____ EXTRACTED ENTRIES
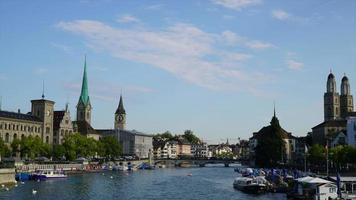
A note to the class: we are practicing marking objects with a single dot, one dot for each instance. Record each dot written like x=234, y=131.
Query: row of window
x=20, y=127
x=63, y=132
x=7, y=137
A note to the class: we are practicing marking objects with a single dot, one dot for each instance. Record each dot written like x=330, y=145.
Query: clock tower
x=120, y=116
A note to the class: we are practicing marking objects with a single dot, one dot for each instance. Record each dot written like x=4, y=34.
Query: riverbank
x=213, y=182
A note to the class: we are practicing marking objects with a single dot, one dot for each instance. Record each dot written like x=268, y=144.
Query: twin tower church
x=337, y=106
x=50, y=125
x=84, y=109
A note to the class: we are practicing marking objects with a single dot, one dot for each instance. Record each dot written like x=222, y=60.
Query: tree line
x=74, y=146
x=160, y=139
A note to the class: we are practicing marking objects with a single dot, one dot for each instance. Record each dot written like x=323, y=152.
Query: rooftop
x=19, y=116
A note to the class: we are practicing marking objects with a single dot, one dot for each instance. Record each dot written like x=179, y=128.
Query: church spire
x=84, y=95
x=120, y=109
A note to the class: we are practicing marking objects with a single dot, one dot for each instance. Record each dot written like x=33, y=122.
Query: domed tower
x=346, y=99
x=120, y=116
x=331, y=100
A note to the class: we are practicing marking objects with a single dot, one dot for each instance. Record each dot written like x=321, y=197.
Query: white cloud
x=154, y=7
x=3, y=77
x=237, y=4
x=40, y=71
x=294, y=65
x=127, y=19
x=182, y=49
x=105, y=91
x=280, y=15
x=62, y=47
x=231, y=38
x=255, y=44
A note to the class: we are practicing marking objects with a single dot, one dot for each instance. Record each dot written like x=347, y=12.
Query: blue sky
x=214, y=67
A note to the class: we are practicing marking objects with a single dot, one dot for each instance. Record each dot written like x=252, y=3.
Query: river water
x=173, y=183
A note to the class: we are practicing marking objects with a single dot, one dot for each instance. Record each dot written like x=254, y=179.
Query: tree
x=58, y=152
x=111, y=148
x=192, y=139
x=78, y=145
x=15, y=146
x=270, y=145
x=316, y=154
x=4, y=149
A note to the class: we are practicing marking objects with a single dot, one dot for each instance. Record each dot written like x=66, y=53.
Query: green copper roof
x=120, y=109
x=84, y=95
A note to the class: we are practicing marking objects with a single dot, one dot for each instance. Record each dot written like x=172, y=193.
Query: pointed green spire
x=84, y=95
x=120, y=109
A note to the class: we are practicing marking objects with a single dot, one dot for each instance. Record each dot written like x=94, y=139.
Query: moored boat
x=250, y=185
x=48, y=174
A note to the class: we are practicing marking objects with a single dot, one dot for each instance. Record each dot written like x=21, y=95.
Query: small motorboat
x=250, y=185
x=48, y=174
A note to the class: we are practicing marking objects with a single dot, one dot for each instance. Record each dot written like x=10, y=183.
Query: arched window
x=7, y=137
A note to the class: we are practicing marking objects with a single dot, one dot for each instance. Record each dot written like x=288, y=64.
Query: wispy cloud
x=40, y=71
x=237, y=4
x=154, y=7
x=3, y=77
x=62, y=47
x=280, y=15
x=232, y=38
x=182, y=49
x=105, y=91
x=294, y=65
x=127, y=19
x=283, y=15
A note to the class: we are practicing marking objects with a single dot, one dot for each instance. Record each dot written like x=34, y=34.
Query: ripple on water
x=205, y=183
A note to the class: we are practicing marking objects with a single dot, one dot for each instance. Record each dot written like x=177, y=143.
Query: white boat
x=49, y=174
x=251, y=185
x=120, y=168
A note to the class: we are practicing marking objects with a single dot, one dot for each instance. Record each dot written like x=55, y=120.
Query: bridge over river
x=196, y=162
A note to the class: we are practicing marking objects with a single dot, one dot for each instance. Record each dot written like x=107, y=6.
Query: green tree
x=270, y=145
x=316, y=154
x=189, y=135
x=4, y=149
x=15, y=146
x=58, y=152
x=110, y=146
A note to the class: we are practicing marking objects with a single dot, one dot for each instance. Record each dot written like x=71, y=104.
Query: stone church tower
x=43, y=109
x=346, y=99
x=84, y=106
x=331, y=100
x=120, y=116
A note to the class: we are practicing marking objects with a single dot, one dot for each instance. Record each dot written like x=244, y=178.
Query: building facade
x=199, y=150
x=274, y=128
x=17, y=125
x=62, y=125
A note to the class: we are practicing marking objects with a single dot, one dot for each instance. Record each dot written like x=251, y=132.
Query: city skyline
x=206, y=69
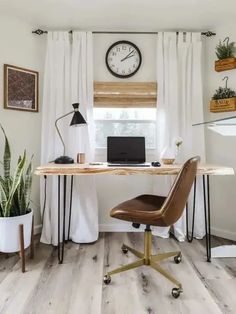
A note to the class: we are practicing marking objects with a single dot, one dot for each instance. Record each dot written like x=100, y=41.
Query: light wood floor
x=76, y=286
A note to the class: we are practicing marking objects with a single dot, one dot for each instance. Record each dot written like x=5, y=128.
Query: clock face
x=123, y=59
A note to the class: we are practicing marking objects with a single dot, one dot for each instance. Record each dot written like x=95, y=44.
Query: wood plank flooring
x=77, y=287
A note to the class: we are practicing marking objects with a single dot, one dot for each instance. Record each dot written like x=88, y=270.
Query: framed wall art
x=20, y=88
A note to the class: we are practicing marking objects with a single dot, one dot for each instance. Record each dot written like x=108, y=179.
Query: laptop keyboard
x=128, y=165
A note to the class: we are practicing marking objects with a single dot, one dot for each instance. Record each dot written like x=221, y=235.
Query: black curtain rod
x=41, y=32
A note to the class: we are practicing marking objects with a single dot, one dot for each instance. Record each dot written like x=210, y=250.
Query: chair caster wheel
x=107, y=279
x=124, y=249
x=176, y=292
x=178, y=259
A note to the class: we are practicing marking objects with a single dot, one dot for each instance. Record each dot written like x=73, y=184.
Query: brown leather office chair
x=153, y=210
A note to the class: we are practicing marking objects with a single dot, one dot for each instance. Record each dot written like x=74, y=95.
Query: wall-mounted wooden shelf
x=225, y=64
x=223, y=105
x=125, y=94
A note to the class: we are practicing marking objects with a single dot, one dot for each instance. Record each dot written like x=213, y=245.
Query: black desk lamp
x=77, y=119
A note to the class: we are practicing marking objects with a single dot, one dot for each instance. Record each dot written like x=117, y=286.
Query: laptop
x=126, y=151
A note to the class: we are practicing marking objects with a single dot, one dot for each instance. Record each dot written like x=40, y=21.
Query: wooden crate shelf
x=225, y=64
x=223, y=105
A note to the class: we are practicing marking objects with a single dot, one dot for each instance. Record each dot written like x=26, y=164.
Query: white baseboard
x=37, y=229
x=223, y=233
x=118, y=228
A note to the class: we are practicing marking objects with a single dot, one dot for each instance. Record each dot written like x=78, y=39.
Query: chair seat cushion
x=142, y=209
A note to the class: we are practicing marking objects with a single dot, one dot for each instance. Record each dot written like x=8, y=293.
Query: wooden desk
x=204, y=170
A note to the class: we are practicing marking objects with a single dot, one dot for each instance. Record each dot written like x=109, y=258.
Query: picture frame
x=20, y=88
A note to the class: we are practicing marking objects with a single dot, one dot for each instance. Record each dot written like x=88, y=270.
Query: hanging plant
x=225, y=50
x=225, y=53
x=224, y=99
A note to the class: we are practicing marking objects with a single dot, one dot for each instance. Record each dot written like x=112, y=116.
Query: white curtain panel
x=68, y=79
x=179, y=105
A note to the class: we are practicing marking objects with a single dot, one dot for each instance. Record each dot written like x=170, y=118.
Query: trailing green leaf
x=223, y=92
x=225, y=50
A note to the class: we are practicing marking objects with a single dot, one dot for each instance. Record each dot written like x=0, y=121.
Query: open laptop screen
x=126, y=149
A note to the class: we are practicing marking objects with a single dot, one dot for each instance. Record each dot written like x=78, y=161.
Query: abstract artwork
x=20, y=88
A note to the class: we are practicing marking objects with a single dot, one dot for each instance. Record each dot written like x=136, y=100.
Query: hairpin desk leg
x=190, y=237
x=206, y=196
x=32, y=240
x=71, y=194
x=61, y=243
x=22, y=247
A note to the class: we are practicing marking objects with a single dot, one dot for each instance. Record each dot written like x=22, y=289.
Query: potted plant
x=224, y=99
x=15, y=202
x=225, y=54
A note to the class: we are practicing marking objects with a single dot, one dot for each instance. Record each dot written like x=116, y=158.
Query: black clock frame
x=118, y=43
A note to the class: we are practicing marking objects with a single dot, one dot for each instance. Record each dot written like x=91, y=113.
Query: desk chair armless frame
x=153, y=210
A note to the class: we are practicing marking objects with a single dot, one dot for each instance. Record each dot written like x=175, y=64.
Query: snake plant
x=14, y=189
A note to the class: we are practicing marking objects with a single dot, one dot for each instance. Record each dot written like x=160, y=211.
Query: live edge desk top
x=87, y=169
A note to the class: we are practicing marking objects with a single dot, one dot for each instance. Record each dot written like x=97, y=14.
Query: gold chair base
x=148, y=259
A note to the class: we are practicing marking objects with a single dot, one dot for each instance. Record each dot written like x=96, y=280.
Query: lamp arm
x=56, y=126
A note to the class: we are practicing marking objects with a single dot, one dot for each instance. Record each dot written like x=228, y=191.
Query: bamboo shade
x=128, y=94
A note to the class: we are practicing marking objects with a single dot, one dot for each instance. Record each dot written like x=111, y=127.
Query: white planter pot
x=9, y=232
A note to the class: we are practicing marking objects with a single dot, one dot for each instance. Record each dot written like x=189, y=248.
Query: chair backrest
x=176, y=200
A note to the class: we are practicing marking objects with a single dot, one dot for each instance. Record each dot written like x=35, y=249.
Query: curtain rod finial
x=39, y=32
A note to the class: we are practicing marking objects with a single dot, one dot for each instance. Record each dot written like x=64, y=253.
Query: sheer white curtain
x=179, y=105
x=68, y=78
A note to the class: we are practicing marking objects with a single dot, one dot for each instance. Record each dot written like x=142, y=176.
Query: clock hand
x=127, y=56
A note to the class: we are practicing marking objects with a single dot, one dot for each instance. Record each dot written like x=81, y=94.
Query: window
x=125, y=122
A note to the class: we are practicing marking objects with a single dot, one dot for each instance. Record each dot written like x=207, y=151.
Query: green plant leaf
x=6, y=156
x=15, y=183
x=28, y=183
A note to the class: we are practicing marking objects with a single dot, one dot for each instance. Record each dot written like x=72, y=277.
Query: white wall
x=219, y=149
x=19, y=47
x=112, y=190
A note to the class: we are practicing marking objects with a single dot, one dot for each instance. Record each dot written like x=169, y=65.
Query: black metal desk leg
x=71, y=194
x=190, y=238
x=61, y=244
x=59, y=220
x=209, y=218
x=206, y=199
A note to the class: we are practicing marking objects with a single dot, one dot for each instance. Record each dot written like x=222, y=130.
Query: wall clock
x=123, y=59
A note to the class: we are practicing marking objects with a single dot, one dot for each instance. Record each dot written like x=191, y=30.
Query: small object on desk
x=156, y=164
x=168, y=161
x=81, y=158
x=64, y=160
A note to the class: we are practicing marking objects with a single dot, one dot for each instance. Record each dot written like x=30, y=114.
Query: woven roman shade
x=125, y=95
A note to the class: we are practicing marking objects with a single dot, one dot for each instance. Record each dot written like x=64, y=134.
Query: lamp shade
x=77, y=116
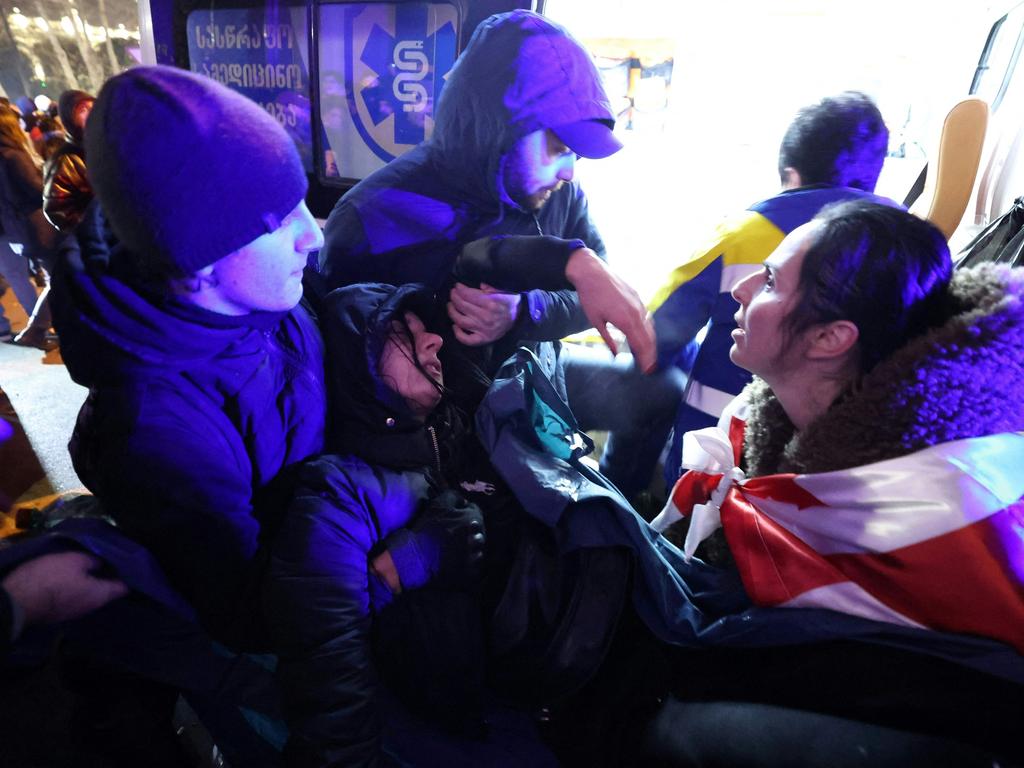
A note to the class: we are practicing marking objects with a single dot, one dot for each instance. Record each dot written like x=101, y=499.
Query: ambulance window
x=262, y=52
x=381, y=71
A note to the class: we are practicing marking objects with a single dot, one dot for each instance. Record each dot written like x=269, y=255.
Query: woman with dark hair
x=23, y=220
x=382, y=540
x=380, y=557
x=872, y=469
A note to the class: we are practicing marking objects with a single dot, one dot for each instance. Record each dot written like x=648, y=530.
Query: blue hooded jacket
x=408, y=221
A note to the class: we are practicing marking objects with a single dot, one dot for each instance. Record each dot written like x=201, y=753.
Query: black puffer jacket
x=323, y=595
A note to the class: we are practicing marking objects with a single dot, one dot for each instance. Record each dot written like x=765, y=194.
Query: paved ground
x=40, y=401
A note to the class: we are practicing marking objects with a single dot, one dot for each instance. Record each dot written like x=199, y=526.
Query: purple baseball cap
x=589, y=138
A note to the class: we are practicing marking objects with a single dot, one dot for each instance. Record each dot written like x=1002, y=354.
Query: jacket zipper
x=437, y=452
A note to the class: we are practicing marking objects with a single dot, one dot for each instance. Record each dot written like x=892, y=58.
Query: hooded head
x=356, y=323
x=186, y=170
x=520, y=74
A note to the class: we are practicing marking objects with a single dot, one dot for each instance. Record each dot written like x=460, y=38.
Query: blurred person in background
x=24, y=223
x=67, y=190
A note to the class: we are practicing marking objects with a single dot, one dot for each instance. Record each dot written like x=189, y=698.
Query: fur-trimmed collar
x=964, y=379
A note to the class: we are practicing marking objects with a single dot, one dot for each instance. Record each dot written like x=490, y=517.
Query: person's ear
x=791, y=178
x=830, y=341
x=196, y=282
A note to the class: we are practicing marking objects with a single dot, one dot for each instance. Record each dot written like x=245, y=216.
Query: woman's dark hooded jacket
x=322, y=594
________
→ WHAT NEEDS TO BE DONE
Please copy out the rows above word for word, from the start of the rows up to and including the line with "x=214, y=67", leaving out the pictures.

→ ANSWER BELOW
A note to the class: we are practicing marking objects with a single dot, one dot for each instance. Record each dot written like x=234, y=131.
Query: row of window
x=20, y=127
x=63, y=132
x=7, y=137
A note to the class: we are practicing marking objects with a single dot, one dot for each instance. Record each dot written like x=330, y=145.
Query: clock tower
x=120, y=116
A note to the class: we are practicing marking objects with a single dot, one dot for each instance. Record each dot written like x=4, y=34.
Query: riverbank
x=213, y=182
A note to the class: we are practicing marking objects with a single dot, one dot for each instance. Record each dot written like x=268, y=144.
Query: twin tower church
x=337, y=106
x=50, y=125
x=84, y=109
A note to the class: we are practicing marking objects with a single dot, one dot for each instance. Record each dot written like x=222, y=60.
Query: tree line
x=74, y=146
x=160, y=139
A note to the class: we are practicing marking objects with a single dot, one dot for each instance. Record each dot written like x=323, y=152.
Query: rooftop
x=19, y=116
A note to the class: we are practicing marking objects with a single dot, one dot for each instance. Record each dot written like x=179, y=128.
Query: church spire
x=84, y=95
x=120, y=109
A note to the class: we are practicing marking objects with a single dot, one dot for each instance. Record each dot written like x=33, y=122.
Query: domed tower
x=346, y=99
x=120, y=116
x=331, y=100
A note to the class: we are practicing marking objects with a single dot, one dot for each instance. Record each dot written like x=321, y=197.
Query: white cloud
x=154, y=7
x=3, y=77
x=237, y=4
x=40, y=71
x=294, y=65
x=127, y=19
x=182, y=49
x=105, y=91
x=280, y=15
x=62, y=47
x=231, y=38
x=255, y=44
A note to the class: we are practicing marking objects with a single dot, one dot for each instance. Record each dot written like x=347, y=12.
Query: blue sky
x=214, y=67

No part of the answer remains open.